Exercise> Which lines in the data below contain the string "sign", with case counting? Pick out each such line and copy it.

Collection entries:
--
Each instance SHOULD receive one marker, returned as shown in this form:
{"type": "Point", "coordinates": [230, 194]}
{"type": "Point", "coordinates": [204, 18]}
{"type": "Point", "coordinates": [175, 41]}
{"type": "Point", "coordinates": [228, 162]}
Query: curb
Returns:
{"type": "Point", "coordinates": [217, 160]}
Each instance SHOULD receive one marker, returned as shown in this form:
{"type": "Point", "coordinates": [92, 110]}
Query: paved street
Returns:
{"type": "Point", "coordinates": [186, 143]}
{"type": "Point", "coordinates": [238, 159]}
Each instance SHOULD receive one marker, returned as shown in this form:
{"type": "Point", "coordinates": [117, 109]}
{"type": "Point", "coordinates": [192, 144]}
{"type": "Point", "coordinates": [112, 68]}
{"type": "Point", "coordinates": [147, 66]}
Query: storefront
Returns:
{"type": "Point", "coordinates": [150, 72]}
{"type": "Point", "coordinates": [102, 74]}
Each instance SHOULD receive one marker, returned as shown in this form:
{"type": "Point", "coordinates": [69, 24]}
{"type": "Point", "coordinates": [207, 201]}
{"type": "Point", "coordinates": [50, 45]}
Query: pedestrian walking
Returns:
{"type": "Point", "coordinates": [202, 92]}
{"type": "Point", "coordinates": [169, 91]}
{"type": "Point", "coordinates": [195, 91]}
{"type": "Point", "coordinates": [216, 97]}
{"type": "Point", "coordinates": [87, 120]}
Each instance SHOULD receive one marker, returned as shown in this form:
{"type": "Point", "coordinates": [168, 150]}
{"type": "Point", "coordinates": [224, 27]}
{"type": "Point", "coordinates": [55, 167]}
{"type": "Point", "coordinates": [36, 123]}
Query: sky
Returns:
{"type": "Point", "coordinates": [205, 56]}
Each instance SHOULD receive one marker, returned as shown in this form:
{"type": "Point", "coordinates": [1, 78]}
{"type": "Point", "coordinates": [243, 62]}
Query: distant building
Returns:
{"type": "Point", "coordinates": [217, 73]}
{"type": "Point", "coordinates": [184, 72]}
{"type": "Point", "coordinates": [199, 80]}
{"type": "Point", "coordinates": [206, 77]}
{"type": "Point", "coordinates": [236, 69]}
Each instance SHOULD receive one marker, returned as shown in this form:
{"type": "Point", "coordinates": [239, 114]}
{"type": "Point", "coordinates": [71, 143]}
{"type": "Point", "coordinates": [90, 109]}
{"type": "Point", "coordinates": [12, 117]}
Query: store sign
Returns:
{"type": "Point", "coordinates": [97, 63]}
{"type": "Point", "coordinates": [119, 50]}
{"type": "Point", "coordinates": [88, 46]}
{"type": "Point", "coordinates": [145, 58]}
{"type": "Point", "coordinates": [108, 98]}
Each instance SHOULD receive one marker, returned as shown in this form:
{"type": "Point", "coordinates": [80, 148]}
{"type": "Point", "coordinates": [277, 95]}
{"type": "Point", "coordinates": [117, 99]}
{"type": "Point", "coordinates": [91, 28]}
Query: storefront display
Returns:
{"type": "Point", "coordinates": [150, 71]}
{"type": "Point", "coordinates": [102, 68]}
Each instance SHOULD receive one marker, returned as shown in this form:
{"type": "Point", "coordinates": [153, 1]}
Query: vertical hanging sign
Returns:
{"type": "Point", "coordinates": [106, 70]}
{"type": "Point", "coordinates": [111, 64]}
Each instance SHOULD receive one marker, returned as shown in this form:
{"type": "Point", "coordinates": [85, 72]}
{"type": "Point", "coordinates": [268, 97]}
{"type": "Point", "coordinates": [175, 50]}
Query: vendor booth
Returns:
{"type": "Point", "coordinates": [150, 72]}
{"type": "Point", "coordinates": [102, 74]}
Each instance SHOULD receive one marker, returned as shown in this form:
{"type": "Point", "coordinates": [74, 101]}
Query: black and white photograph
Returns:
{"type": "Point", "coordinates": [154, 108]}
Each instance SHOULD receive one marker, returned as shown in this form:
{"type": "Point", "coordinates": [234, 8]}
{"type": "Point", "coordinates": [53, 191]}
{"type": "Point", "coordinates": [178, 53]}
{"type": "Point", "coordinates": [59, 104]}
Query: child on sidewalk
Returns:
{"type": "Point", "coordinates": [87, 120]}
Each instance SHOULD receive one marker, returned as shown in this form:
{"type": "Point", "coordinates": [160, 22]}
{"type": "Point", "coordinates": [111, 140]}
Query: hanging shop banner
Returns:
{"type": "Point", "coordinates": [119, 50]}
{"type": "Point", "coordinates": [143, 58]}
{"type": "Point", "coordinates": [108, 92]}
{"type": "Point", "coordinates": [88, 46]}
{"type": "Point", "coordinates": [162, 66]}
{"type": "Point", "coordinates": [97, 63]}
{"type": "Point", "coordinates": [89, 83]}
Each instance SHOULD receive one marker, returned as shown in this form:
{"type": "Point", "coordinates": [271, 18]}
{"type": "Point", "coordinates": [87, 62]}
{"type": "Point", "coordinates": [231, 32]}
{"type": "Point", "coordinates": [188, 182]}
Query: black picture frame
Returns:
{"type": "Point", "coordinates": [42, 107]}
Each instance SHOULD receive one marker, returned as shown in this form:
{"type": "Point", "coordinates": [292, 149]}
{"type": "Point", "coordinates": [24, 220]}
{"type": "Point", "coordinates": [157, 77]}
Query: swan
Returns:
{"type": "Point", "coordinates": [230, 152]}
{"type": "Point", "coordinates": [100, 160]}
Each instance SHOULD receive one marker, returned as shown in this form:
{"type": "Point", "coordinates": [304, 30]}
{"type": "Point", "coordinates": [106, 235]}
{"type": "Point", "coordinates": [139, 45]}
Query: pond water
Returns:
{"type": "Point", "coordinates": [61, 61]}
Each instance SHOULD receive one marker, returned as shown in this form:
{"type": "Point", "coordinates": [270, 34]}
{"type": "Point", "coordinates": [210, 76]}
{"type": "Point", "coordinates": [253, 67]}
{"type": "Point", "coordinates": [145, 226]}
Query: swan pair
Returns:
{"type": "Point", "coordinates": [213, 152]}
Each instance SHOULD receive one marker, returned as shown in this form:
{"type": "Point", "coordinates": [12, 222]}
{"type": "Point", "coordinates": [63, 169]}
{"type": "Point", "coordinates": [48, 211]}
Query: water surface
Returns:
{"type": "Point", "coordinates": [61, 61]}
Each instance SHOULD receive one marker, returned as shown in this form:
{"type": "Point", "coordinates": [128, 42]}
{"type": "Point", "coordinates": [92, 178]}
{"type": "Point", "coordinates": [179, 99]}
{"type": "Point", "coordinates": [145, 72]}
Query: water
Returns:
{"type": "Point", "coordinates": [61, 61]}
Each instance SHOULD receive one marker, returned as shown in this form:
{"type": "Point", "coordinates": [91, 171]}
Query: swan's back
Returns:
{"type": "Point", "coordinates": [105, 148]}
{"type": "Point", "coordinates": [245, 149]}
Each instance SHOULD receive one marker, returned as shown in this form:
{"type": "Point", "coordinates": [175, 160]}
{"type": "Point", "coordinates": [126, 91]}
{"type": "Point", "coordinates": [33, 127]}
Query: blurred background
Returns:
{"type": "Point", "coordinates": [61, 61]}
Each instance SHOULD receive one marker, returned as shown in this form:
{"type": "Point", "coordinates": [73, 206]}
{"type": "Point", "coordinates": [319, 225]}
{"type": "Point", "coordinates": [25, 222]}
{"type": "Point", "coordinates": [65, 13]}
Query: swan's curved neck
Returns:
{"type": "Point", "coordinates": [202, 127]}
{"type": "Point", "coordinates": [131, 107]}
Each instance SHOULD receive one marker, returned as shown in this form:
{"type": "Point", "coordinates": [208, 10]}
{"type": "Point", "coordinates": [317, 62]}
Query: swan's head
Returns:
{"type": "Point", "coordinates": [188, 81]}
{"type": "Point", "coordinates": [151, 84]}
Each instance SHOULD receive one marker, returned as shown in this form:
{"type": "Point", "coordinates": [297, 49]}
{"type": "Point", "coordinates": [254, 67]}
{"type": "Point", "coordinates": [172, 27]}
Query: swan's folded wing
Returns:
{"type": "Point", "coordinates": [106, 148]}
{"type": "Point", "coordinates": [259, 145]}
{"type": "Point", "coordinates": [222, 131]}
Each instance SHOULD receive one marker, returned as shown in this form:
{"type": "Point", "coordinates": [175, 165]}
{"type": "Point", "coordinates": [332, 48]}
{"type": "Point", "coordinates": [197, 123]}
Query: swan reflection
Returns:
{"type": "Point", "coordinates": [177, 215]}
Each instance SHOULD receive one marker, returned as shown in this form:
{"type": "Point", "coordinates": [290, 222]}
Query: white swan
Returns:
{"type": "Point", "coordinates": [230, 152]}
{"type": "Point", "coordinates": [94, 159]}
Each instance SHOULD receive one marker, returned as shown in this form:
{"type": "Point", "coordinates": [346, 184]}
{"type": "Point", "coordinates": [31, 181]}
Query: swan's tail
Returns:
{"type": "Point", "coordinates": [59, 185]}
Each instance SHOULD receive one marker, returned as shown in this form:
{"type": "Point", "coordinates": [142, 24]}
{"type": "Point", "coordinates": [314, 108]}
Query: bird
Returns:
--
Written solution>
Query: store sign
Query: vertical hanging sign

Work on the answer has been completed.